Stored data entries:

++++

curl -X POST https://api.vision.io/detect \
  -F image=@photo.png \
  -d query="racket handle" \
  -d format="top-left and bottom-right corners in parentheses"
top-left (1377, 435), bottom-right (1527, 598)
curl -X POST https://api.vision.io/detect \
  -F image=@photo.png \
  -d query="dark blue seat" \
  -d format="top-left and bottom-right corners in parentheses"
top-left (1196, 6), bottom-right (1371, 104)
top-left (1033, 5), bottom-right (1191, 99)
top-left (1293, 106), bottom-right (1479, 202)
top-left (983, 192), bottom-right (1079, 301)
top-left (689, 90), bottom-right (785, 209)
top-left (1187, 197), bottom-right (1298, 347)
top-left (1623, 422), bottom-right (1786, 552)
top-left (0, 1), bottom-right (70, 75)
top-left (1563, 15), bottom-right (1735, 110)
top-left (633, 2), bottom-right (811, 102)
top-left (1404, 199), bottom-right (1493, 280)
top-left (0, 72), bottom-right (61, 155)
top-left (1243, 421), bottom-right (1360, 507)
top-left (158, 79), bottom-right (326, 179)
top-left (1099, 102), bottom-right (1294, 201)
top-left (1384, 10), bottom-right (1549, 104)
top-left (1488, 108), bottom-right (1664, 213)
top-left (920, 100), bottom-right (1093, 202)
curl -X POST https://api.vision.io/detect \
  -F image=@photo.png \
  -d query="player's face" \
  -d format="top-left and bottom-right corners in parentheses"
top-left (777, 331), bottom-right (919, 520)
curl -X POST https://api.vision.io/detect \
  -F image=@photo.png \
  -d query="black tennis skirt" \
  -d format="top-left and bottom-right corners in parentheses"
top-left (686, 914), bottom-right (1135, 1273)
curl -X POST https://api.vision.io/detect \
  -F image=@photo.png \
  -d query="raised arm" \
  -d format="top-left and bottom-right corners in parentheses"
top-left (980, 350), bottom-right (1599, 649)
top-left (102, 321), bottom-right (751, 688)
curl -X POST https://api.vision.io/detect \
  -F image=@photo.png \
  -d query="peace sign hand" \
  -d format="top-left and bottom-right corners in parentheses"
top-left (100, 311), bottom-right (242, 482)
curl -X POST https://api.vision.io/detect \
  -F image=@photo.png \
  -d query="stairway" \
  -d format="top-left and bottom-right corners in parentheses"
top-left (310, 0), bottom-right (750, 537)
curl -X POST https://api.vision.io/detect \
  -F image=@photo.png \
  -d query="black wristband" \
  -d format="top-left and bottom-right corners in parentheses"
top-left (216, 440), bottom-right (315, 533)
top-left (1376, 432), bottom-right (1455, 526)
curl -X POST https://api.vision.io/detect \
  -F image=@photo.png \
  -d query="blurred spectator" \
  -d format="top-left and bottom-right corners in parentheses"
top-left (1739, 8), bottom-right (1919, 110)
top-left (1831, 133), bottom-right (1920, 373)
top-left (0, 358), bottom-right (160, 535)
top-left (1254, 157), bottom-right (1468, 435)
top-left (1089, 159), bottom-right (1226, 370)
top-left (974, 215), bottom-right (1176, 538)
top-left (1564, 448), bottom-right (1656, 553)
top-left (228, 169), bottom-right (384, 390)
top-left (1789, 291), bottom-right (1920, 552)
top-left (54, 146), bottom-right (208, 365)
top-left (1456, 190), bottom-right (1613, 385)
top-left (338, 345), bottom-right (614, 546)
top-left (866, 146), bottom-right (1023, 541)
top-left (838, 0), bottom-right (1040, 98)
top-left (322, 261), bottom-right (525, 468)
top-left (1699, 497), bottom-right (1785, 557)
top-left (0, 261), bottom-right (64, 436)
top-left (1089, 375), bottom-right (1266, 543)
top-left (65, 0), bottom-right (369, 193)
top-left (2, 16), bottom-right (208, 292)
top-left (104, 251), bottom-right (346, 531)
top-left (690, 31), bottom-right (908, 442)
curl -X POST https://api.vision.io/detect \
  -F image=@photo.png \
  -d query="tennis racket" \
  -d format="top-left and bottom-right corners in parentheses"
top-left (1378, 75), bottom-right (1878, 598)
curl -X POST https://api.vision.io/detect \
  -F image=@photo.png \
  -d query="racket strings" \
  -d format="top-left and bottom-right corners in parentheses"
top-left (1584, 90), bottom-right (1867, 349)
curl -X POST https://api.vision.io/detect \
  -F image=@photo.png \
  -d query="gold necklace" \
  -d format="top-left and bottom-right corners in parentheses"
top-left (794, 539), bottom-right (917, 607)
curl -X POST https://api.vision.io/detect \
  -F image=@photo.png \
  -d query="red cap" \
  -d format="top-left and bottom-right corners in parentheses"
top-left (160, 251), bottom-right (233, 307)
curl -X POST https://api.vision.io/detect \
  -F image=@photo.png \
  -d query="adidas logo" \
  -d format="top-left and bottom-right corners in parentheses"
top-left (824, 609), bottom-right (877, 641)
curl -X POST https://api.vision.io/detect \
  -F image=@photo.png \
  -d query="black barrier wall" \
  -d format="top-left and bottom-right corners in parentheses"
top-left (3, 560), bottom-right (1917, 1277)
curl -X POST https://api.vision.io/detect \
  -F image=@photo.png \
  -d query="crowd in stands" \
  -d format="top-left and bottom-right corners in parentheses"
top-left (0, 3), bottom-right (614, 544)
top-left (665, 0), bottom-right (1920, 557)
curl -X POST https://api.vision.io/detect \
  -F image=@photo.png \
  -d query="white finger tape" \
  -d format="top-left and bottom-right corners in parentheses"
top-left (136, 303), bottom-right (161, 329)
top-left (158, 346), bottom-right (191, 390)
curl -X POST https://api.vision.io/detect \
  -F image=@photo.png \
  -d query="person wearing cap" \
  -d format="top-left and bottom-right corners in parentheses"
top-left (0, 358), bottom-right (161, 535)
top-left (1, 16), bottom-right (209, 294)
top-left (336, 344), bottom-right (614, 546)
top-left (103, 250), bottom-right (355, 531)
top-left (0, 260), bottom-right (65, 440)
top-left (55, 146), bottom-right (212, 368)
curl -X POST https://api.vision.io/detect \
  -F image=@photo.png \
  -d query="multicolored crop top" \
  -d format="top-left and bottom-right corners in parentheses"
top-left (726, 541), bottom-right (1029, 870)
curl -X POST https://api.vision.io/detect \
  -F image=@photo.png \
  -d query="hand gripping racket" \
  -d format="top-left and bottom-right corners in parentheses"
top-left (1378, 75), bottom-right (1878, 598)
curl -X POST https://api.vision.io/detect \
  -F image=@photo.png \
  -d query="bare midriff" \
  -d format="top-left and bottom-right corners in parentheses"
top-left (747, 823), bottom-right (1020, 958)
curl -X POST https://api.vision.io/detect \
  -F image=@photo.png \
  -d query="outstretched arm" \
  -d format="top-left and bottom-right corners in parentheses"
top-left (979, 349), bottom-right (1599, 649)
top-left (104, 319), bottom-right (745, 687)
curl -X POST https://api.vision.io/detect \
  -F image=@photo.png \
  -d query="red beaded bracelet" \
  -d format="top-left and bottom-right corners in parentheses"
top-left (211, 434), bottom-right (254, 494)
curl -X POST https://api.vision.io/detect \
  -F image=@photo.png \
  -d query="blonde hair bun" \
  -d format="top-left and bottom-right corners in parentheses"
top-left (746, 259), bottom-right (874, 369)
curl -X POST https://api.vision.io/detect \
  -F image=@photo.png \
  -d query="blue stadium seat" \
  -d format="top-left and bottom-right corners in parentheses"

++++

Task to complete:
Exactly as given, restate all the lines above.

Your solution:
curl -X POST https://api.vision.io/detect \
  -F image=@photo.png \
  -d query="racket handle" \
  -d format="top-left and bottom-right corners in parentheses"
top-left (1377, 435), bottom-right (1527, 598)
curl -X POST https://api.vision.io/detect \
  -F image=@photo.png \
  -d query="dark blue seat" \
  -d format="top-left and bottom-right corners in parentheses"
top-left (1196, 6), bottom-right (1371, 104)
top-left (1033, 5), bottom-right (1191, 99)
top-left (1293, 106), bottom-right (1479, 202)
top-left (983, 192), bottom-right (1079, 301)
top-left (689, 90), bottom-right (785, 209)
top-left (1187, 197), bottom-right (1298, 347)
top-left (1623, 422), bottom-right (1786, 552)
top-left (0, 1), bottom-right (70, 75)
top-left (1563, 15), bottom-right (1735, 110)
top-left (633, 2), bottom-right (811, 102)
top-left (1404, 199), bottom-right (1493, 280)
top-left (0, 72), bottom-right (61, 155)
top-left (1243, 421), bottom-right (1360, 507)
top-left (158, 79), bottom-right (326, 179)
top-left (1099, 102), bottom-right (1294, 201)
top-left (1384, 10), bottom-right (1549, 104)
top-left (1488, 108), bottom-right (1664, 213)
top-left (920, 100), bottom-right (1093, 202)
curl -X POST https://api.vision.io/detect \
  -F image=@photo.png \
  -d query="player's face" \
  -d format="top-left and bottom-right corners in parentheses"
top-left (777, 331), bottom-right (919, 520)
curl -X POST https://api.vision.io/detect \
  -F image=@photo.png \
  -d query="black tennis skirt" \
  -d format="top-left and bottom-right corners in parentheses"
top-left (686, 914), bottom-right (1135, 1273)
curl -X POST https://api.vision.io/detect \
  -F image=@photo.png \
  -d query="raised arm" \
  -d format="top-left and bottom-right corners in parentheses"
top-left (980, 350), bottom-right (1599, 649)
top-left (102, 321), bottom-right (751, 688)
curl -X POST https://api.vision.io/detect \
  -F image=@photo.png \
  -d query="peace sign hand" \
  -d format="top-left and bottom-right corners in parentheses"
top-left (100, 311), bottom-right (242, 482)
curl -X POST https://api.vision.io/detect \
  -F image=@photo.png \
  -d query="stairway" \
  -d format="top-left and bottom-right corners in parentheses"
top-left (310, 0), bottom-right (750, 537)
curl -X POST https://api.vision.io/detect \
  -F image=@photo.png \
  -d query="black wristband" \
  -d format="top-left and bottom-right corners in parentheses"
top-left (216, 440), bottom-right (315, 533)
top-left (1376, 432), bottom-right (1455, 526)
curl -X POST https://api.vision.io/detect \
  -F image=@photo.png \
  -d query="blurred spectator" \
  -d format="top-left and bottom-right corners in parentheses"
top-left (1739, 8), bottom-right (1919, 110)
top-left (1831, 133), bottom-right (1920, 373)
top-left (0, 358), bottom-right (160, 535)
top-left (1254, 157), bottom-right (1468, 435)
top-left (1089, 159), bottom-right (1226, 370)
top-left (974, 215), bottom-right (1176, 538)
top-left (1564, 448), bottom-right (1656, 553)
top-left (228, 169), bottom-right (384, 390)
top-left (1789, 291), bottom-right (1920, 552)
top-left (54, 146), bottom-right (208, 365)
top-left (1456, 190), bottom-right (1613, 385)
top-left (338, 345), bottom-right (614, 546)
top-left (866, 146), bottom-right (1023, 541)
top-left (838, 0), bottom-right (1040, 98)
top-left (322, 261), bottom-right (525, 468)
top-left (1699, 497), bottom-right (1785, 557)
top-left (0, 261), bottom-right (64, 436)
top-left (1089, 375), bottom-right (1266, 543)
top-left (65, 0), bottom-right (369, 193)
top-left (2, 16), bottom-right (208, 292)
top-left (104, 251), bottom-right (346, 531)
top-left (690, 31), bottom-right (908, 442)
curl -X POST https://api.vision.io/detect \
  -F image=@photo.png \
  -d query="tennis racket" \
  -d format="top-left and bottom-right corners in parentheses"
top-left (1378, 75), bottom-right (1878, 598)
curl -X POST https://api.vision.io/detect \
  -F image=@photo.png \
  -d query="racket strings" \
  -d format="top-left and bottom-right corners in parentheses"
top-left (1584, 90), bottom-right (1867, 349)
curl -X POST https://api.vision.io/detect \
  -F image=@photo.png \
  -d query="gold necklace" \
  -d format="top-left and bottom-right corners in parentheses"
top-left (794, 539), bottom-right (917, 607)
curl -X POST https://api.vision.io/detect \
  -F image=@photo.png \
  -d query="red cap" \
  -d format="top-left and bottom-right corners in parentheses"
top-left (160, 251), bottom-right (233, 307)
curl -X POST https://api.vision.io/detect \
  -F image=@photo.png \
  -d query="adidas logo" \
  -d format="top-left and bottom-right corners in parentheses"
top-left (824, 609), bottom-right (877, 641)
curl -X POST https://api.vision.io/detect \
  -F image=@photo.png \
  -d query="black barrier wall" \
  -d format="top-left and bottom-right corners in parentheses"
top-left (3, 560), bottom-right (1917, 1277)
curl -X POST https://api.vision.io/detect \
  -F image=@photo.png \
  -d query="crowd in stands" \
  -d format="top-left and bottom-right corners in parentheses"
top-left (0, 3), bottom-right (614, 544)
top-left (665, 0), bottom-right (1920, 557)
curl -X POST https://api.vision.io/detect \
  -F image=@photo.png \
  -d query="white finger tape" \
  -d format="top-left and bottom-right corners in parentheses"
top-left (136, 303), bottom-right (161, 329)
top-left (158, 346), bottom-right (191, 390)
curl -X POST https://api.vision.io/detect \
  -F image=@photo.png \
  -d query="person wearing cap" \
  -d format="top-left and bottom-right corners in parentheses"
top-left (0, 358), bottom-right (161, 535)
top-left (1, 16), bottom-right (209, 294)
top-left (336, 344), bottom-right (614, 546)
top-left (103, 250), bottom-right (355, 531)
top-left (0, 260), bottom-right (65, 440)
top-left (55, 146), bottom-right (212, 368)
curl -X POST https://api.vision.io/detect \
  -F image=@photo.png \
  -d query="multicolored crop top" \
  -d format="top-left and bottom-right corners in parentheses"
top-left (726, 541), bottom-right (1029, 870)
curl -X POST https://api.vision.io/detect \
  -F image=@photo.png \
  -d query="hand gripping racket" \
  -d format="top-left and bottom-right corners in parentheses"
top-left (1378, 75), bottom-right (1878, 598)
curl -X POST https://api.vision.io/detect \
  -F image=@photo.png \
  -d query="bare midriff" \
  -d format="top-left and bottom-right corners in parentheses"
top-left (747, 823), bottom-right (1020, 958)
curl -X POST https://api.vision.io/detect \
  -F image=@photo.png \
  -d query="outstretched arm" \
  -d format="top-left and bottom-right corners in parentheses"
top-left (979, 349), bottom-right (1599, 649)
top-left (104, 319), bottom-right (745, 687)
curl -X POST https://api.vision.io/detect \
  -F image=@photo.png \
  -d query="red beaded bracelet" \
  -d format="top-left and bottom-right corners in parentheses"
top-left (211, 434), bottom-right (254, 494)
curl -X POST https://api.vision.io/detect \
  -F image=@photo.png \
  -d query="blonde hair bun" \
  -d format="top-left and bottom-right corners in parentheses"
top-left (746, 259), bottom-right (874, 369)
curl -X POST https://api.vision.io/detect \
  -F image=@photo.png \
  -d query="blue stadium seat" \
  -d format="top-left and bottom-right corners in parentheses"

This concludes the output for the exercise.